[Stored dataset items]
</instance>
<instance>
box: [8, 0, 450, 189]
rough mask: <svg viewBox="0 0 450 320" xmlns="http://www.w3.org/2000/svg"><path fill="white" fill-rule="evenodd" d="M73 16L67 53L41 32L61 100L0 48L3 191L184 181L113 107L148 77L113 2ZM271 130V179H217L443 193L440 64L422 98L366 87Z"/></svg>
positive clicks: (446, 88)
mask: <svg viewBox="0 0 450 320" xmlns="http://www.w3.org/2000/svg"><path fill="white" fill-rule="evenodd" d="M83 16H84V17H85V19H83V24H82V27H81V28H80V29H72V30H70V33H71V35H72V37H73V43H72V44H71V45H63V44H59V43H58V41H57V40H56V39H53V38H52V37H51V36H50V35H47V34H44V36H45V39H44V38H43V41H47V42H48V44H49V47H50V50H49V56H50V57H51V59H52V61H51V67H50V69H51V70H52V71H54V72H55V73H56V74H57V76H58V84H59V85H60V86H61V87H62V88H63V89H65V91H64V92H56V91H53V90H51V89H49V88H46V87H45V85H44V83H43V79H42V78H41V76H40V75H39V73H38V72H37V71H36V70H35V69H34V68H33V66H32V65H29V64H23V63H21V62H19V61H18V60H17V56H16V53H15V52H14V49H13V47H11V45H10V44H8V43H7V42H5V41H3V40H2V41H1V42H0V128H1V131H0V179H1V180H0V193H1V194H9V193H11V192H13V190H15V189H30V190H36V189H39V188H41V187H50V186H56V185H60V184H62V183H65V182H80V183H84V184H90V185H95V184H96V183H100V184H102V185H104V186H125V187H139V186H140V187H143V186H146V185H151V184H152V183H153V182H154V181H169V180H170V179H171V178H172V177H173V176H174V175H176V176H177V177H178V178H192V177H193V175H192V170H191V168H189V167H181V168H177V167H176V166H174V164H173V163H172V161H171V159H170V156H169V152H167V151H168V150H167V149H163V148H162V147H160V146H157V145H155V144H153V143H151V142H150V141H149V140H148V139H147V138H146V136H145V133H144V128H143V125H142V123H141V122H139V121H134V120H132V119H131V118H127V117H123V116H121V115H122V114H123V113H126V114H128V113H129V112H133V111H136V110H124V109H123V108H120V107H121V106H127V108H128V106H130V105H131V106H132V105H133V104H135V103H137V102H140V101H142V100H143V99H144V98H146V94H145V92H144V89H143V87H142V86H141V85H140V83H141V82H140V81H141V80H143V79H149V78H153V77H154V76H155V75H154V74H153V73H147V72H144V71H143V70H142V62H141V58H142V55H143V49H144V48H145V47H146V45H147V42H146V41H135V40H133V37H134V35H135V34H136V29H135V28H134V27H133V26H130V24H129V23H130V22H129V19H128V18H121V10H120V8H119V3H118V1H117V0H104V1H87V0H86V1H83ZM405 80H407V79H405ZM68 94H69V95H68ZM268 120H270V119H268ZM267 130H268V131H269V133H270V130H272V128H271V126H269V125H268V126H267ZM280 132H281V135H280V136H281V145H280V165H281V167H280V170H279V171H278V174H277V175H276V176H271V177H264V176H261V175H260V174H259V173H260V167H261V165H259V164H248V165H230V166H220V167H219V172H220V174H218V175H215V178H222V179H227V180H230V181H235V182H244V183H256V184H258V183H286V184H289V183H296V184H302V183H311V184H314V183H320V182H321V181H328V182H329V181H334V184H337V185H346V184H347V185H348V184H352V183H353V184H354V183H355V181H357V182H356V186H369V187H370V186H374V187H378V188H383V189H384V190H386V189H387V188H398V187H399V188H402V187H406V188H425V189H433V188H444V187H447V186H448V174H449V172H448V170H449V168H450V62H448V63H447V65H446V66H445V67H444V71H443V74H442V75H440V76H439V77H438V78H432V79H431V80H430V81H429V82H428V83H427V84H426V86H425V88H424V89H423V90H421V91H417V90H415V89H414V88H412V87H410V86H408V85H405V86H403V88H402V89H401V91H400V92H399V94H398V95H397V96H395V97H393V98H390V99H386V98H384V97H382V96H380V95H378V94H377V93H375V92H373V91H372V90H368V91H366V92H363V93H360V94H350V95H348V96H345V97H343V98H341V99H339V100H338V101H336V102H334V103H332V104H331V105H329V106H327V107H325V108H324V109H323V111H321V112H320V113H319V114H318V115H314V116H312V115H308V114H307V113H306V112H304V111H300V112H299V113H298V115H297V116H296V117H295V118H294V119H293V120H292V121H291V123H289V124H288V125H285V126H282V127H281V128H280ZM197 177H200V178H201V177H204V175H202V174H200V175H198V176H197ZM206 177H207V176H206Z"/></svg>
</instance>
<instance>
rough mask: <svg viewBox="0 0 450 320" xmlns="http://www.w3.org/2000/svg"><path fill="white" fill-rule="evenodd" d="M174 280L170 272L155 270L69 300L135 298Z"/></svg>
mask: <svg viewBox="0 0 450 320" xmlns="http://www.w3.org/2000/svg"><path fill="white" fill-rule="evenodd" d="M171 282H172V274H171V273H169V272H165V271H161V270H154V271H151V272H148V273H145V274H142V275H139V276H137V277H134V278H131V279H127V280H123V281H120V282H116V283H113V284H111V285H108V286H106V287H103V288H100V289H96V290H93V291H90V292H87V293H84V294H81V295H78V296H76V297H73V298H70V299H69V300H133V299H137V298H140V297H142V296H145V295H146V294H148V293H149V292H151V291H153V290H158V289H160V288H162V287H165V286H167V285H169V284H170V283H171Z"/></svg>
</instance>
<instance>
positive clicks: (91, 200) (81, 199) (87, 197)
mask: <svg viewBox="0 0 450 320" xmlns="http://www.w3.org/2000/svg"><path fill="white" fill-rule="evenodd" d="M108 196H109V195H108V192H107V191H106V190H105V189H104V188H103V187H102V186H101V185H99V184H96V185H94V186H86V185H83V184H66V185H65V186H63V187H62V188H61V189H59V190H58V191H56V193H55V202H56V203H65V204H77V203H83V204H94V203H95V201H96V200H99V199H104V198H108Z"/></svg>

- **Work instructions**
Render every line of the records above as a numbered list, leaving out any blank lines.

- **Task answer**
1. </instance>
2. <instance>
3. box: [8, 0, 450, 189]
4. rough mask: <svg viewBox="0 0 450 320" xmlns="http://www.w3.org/2000/svg"><path fill="white" fill-rule="evenodd" d="M73 16L67 53L41 32L61 100L0 48L3 191L184 181L113 107L148 77L113 2ZM271 130V179H217L443 193L440 64L422 98L366 87Z"/></svg>
5. positive clicks: (446, 88)
6. mask: <svg viewBox="0 0 450 320" xmlns="http://www.w3.org/2000/svg"><path fill="white" fill-rule="evenodd" d="M83 16H84V17H85V19H83V24H82V27H81V28H80V29H72V30H70V33H71V35H72V37H73V43H72V44H71V45H63V44H59V43H58V41H57V40H56V39H53V38H52V37H51V36H50V35H47V34H44V36H45V39H44V38H43V41H47V42H48V44H49V47H50V50H49V56H50V57H51V59H52V61H51V67H50V69H51V70H52V71H54V72H55V73H56V74H57V76H58V84H59V85H60V86H61V87H62V88H63V89H65V91H64V92H56V91H53V90H51V89H49V88H46V87H45V85H44V83H43V79H42V78H41V76H40V75H39V73H38V72H37V71H36V70H35V69H34V68H33V66H32V65H29V64H23V63H21V62H19V61H18V60H17V56H16V53H15V52H14V49H13V47H11V45H10V44H8V43H7V42H5V41H3V40H2V41H1V42H0V128H1V131H0V179H1V180H0V193H1V194H9V193H11V192H13V190H15V189H30V190H36V189H39V188H41V187H50V186H56V185H60V184H62V183H65V182H80V183H84V184H90V185H95V184H96V183H100V184H102V185H104V186H125V187H139V186H140V187H143V186H146V185H151V184H152V183H153V182H154V181H169V180H170V179H171V178H172V177H173V176H174V175H176V176H177V177H178V178H192V177H193V175H192V170H191V168H189V167H181V168H177V167H176V166H174V164H173V163H172V161H171V159H170V156H169V152H167V151H168V150H167V149H163V148H162V147H160V146H157V145H155V144H153V143H151V142H150V141H149V140H148V139H147V138H146V136H145V133H144V128H143V125H142V123H141V122H139V121H134V120H132V119H131V118H127V117H123V116H121V115H122V114H123V113H126V114H128V113H129V112H133V111H136V110H124V109H123V108H120V107H121V106H127V108H128V106H130V105H131V106H132V105H133V104H135V103H137V102H140V101H142V100H143V99H144V98H146V94H145V92H144V89H143V87H142V86H141V85H140V83H141V82H140V81H141V80H143V79H149V78H153V77H154V76H155V75H154V74H153V73H147V72H144V71H143V70H142V62H141V58H142V55H143V49H144V48H145V47H146V45H147V42H146V41H135V40H133V37H134V35H135V34H136V29H135V28H134V27H133V26H130V24H129V23H130V22H129V19H128V18H121V10H120V8H119V3H118V1H117V0H104V1H87V0H86V1H83ZM405 80H407V79H405ZM68 94H69V95H68ZM268 120H270V119H268ZM267 130H268V131H269V133H270V130H272V128H271V126H269V125H268V126H267ZM280 132H281V135H280V136H281V145H280V165H281V167H280V170H279V171H278V174H277V175H276V176H271V177H264V176H261V175H260V174H259V173H260V167H261V165H259V164H248V165H230V166H220V167H219V172H220V174H218V175H215V178H222V179H227V180H230V181H235V182H244V183H256V184H258V183H286V184H289V183H296V184H302V183H311V184H314V183H320V182H321V181H328V182H329V181H334V184H337V185H346V184H347V185H348V184H352V183H353V184H354V183H355V181H357V182H356V186H369V187H370V186H374V187H378V188H383V189H384V190H386V189H387V188H398V187H399V188H402V187H406V188H425V189H433V188H444V187H447V186H448V174H449V172H448V170H449V168H450V62H448V63H447V65H446V66H445V67H444V71H443V74H442V75H440V76H439V77H438V78H432V79H431V80H430V81H429V82H428V83H427V84H426V86H425V88H424V89H423V90H421V91H417V90H415V89H414V88H412V87H410V86H408V85H405V86H403V88H402V89H401V91H400V92H399V94H398V95H397V96H395V97H393V98H390V99H386V98H384V97H382V96H380V95H378V94H377V93H375V92H373V91H372V90H368V91H366V92H363V93H360V94H350V95H348V96H345V97H343V98H341V99H339V100H338V101H336V102H334V103H332V104H331V105H329V106H327V107H325V108H324V109H323V111H321V112H320V113H319V114H318V115H314V116H312V115H308V114H307V113H306V112H304V111H300V112H299V113H298V115H297V116H296V117H295V118H294V119H293V120H292V121H291V123H289V124H288V125H285V126H282V127H281V128H280ZM197 177H200V178H201V177H204V175H202V174H200V175H198V176H197ZM206 177H207V176H206Z"/></svg>
7. </instance>
8. <instance>
9. rough mask: <svg viewBox="0 0 450 320" xmlns="http://www.w3.org/2000/svg"><path fill="white" fill-rule="evenodd" d="M174 280L170 272L155 270L69 300L135 298Z"/></svg>
10. mask: <svg viewBox="0 0 450 320" xmlns="http://www.w3.org/2000/svg"><path fill="white" fill-rule="evenodd" d="M171 282H172V274H171V273H169V272H165V271H161V270H154V271H151V272H148V273H145V274H142V275H139V276H137V277H134V278H131V279H127V280H123V281H120V282H116V283H113V284H111V285H108V286H106V287H103V288H100V289H96V290H93V291H90V292H87V293H84V294H81V295H78V296H76V297H73V298H70V299H69V300H133V299H137V298H140V297H142V296H145V295H146V294H148V293H149V292H151V291H153V290H158V289H160V288H162V287H165V286H167V285H169V284H170V283H171Z"/></svg>
11. </instance>
12. <instance>
13. positive clicks: (91, 200) (81, 199) (87, 197)
14. mask: <svg viewBox="0 0 450 320" xmlns="http://www.w3.org/2000/svg"><path fill="white" fill-rule="evenodd" d="M108 196H109V195H108V192H107V191H106V190H105V189H104V188H103V187H102V186H101V185H99V184H96V185H94V186H86V185H83V184H66V185H65V186H63V187H62V188H61V189H59V190H58V191H56V193H55V202H56V203H65V204H77V203H83V204H94V203H95V201H96V200H99V199H104V198H108Z"/></svg>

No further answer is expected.